SOURCE RECORDS -
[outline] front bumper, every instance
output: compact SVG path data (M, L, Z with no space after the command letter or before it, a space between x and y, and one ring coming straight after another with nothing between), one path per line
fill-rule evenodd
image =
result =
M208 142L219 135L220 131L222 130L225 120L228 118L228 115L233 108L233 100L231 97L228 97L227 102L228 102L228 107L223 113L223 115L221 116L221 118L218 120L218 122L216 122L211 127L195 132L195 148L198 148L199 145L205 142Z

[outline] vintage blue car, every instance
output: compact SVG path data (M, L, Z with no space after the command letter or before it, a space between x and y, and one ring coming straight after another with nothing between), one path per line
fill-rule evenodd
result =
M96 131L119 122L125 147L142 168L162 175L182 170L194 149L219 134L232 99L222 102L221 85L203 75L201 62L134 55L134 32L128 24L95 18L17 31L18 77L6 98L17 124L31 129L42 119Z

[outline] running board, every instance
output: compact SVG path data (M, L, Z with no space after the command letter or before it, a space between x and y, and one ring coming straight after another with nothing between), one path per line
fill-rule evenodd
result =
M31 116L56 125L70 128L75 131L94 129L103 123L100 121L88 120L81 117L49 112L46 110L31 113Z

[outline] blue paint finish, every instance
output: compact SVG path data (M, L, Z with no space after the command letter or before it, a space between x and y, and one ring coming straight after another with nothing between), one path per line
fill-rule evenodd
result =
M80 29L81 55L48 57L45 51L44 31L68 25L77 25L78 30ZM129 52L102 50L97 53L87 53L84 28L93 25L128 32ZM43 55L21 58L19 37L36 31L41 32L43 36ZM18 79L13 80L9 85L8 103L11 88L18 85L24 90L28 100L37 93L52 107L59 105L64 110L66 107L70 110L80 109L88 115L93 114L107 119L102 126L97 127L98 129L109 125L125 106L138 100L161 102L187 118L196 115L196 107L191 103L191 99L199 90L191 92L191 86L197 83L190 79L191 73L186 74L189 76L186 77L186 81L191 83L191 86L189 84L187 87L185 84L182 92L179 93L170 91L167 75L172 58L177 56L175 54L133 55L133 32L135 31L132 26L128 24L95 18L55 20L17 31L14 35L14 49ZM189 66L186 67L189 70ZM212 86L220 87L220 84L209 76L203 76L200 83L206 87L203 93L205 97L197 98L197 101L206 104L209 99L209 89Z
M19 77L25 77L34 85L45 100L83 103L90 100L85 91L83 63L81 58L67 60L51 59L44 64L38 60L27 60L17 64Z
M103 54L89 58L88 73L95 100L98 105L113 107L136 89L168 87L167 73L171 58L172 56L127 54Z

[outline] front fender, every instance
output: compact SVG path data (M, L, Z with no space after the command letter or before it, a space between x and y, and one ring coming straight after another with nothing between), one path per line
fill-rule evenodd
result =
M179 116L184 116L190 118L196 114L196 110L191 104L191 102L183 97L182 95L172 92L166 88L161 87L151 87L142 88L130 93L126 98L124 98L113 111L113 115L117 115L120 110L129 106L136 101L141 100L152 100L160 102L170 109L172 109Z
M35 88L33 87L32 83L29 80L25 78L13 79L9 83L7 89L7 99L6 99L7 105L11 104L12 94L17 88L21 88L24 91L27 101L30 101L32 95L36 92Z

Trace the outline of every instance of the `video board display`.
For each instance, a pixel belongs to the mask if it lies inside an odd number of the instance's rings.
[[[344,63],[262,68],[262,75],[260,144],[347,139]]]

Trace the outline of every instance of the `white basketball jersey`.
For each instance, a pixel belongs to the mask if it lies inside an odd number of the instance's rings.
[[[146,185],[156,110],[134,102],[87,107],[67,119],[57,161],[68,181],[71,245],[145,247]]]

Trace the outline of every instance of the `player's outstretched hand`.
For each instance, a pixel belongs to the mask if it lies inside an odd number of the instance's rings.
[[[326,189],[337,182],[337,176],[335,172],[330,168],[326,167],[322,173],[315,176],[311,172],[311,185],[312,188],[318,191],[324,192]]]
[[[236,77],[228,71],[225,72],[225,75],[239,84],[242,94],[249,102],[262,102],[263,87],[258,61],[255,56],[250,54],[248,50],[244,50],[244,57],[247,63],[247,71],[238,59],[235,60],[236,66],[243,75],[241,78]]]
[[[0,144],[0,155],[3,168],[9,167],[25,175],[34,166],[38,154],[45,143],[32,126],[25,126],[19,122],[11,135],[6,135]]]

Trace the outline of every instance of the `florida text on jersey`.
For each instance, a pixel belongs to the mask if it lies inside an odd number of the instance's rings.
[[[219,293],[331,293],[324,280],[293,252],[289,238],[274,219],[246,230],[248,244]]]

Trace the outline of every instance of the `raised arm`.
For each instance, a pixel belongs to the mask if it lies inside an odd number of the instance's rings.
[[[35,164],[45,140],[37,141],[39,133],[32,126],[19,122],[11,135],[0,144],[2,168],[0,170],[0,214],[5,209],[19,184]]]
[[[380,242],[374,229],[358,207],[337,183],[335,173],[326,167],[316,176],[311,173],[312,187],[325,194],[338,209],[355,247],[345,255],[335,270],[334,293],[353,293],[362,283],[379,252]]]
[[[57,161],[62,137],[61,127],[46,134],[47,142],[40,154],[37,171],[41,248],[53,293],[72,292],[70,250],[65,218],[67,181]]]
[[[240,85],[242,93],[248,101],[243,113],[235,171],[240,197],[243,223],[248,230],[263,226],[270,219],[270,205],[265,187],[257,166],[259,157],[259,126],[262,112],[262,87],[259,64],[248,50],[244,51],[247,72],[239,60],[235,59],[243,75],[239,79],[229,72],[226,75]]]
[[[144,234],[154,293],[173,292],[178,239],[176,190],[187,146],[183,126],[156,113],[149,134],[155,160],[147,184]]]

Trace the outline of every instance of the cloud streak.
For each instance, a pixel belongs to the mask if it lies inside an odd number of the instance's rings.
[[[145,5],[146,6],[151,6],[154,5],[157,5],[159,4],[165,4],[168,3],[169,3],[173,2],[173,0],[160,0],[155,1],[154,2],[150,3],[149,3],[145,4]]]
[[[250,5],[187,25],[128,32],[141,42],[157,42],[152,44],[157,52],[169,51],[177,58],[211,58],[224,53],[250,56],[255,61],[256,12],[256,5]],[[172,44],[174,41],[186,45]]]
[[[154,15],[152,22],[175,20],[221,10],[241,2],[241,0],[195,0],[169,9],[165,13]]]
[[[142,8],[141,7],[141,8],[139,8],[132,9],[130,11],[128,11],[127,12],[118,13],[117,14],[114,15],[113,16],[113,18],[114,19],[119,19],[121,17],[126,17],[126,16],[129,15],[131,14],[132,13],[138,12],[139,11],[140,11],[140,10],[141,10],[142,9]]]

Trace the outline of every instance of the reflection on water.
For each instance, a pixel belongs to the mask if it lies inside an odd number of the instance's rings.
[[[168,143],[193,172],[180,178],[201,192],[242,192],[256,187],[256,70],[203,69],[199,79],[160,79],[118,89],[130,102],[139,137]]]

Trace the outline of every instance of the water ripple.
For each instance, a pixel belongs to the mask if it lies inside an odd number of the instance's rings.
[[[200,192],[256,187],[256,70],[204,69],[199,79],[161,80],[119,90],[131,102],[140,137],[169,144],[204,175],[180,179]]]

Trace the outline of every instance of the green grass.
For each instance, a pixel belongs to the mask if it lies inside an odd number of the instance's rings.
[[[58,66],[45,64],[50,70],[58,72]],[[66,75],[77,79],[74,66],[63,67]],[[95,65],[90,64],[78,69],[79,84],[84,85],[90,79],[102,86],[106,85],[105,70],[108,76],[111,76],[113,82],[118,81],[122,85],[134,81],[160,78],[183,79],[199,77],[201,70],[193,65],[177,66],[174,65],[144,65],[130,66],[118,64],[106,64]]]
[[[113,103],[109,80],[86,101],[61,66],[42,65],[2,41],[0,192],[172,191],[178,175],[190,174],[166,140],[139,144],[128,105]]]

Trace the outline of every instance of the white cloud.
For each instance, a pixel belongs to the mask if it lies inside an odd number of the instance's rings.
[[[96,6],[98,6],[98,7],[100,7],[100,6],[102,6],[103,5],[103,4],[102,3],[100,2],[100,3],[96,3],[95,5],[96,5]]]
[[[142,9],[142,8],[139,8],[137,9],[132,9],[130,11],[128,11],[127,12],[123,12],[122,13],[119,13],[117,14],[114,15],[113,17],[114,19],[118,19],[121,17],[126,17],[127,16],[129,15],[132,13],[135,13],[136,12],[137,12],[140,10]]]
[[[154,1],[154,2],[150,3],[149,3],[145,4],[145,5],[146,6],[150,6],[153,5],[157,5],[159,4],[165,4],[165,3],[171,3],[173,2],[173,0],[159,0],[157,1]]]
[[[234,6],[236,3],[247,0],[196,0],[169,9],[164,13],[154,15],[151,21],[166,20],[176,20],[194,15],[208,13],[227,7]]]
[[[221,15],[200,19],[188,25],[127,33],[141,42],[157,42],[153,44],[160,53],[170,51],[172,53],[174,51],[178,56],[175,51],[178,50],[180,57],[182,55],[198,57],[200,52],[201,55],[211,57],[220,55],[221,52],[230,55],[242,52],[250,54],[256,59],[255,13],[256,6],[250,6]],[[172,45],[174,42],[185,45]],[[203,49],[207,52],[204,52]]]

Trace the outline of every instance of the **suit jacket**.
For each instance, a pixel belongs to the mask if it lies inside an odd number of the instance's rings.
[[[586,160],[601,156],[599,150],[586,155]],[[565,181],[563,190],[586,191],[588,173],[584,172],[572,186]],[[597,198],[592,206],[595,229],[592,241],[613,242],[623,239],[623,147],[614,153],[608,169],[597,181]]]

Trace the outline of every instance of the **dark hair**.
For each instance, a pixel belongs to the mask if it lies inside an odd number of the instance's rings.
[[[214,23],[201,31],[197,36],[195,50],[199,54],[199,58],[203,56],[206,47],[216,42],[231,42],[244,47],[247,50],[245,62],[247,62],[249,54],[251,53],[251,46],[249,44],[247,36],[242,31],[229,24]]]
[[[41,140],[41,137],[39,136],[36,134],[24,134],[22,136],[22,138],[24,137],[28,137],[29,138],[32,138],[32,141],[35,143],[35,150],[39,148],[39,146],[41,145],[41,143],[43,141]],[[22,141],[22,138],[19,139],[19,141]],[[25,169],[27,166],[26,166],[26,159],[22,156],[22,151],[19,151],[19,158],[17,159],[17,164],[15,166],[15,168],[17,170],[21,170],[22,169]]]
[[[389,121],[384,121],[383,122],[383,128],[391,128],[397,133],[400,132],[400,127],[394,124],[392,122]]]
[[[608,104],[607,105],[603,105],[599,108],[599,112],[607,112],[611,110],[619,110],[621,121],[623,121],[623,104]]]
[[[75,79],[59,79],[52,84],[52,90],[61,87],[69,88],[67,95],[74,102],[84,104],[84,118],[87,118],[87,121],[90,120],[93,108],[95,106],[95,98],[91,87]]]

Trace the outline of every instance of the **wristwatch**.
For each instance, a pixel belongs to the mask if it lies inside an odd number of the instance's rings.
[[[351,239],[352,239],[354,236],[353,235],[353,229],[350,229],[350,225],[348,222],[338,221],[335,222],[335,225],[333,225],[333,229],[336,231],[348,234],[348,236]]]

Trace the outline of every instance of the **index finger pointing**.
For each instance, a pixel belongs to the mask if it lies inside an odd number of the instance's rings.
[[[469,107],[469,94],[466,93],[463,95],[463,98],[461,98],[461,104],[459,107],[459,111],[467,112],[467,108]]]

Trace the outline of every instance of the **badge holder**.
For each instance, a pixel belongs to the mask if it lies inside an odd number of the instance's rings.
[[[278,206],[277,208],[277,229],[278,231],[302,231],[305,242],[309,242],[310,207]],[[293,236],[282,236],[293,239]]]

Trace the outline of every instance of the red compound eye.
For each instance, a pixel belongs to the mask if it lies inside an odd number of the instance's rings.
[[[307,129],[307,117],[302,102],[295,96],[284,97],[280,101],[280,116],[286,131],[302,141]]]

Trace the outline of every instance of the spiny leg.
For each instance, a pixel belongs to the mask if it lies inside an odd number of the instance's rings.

WHAT TO WORK ON - Give the entries from the start through the line containing "M96 131L119 122L125" as a two-column CSV headed text and answer, one row per entry, with each entry's text and its answer each in a single quoted field and line breaks turned into spaces.

RIGHT ANSWER -
text,answer
"[outline] front bumper, every instance output: compact SVG path data (M, L, Z with no space after the command letter or before it, a space between x and y, and one ring coming straight after another with nothing between), one path per line fill-rule evenodd image = result =","M208 142L219 135L220 131L222 130L225 120L228 118L228 115L233 108L233 100L231 97L228 97L227 102L228 102L228 107L223 113L223 115L221 116L221 118L218 120L218 122L216 122L211 127L195 132L195 148L198 148L199 145L205 142Z"
"[outline] vintage blue car, every instance output: compact SVG path data (M, L, Z with no space after the command letter or before it, a space between x and y, and one ring coming straight after another with nothing between), one path per line fill-rule evenodd result =","M96 131L119 122L125 147L142 168L162 175L182 170L194 149L219 134L232 99L222 102L221 85L203 75L201 62L134 55L134 32L128 24L95 18L17 31L18 77L6 98L17 124L31 129L42 119Z"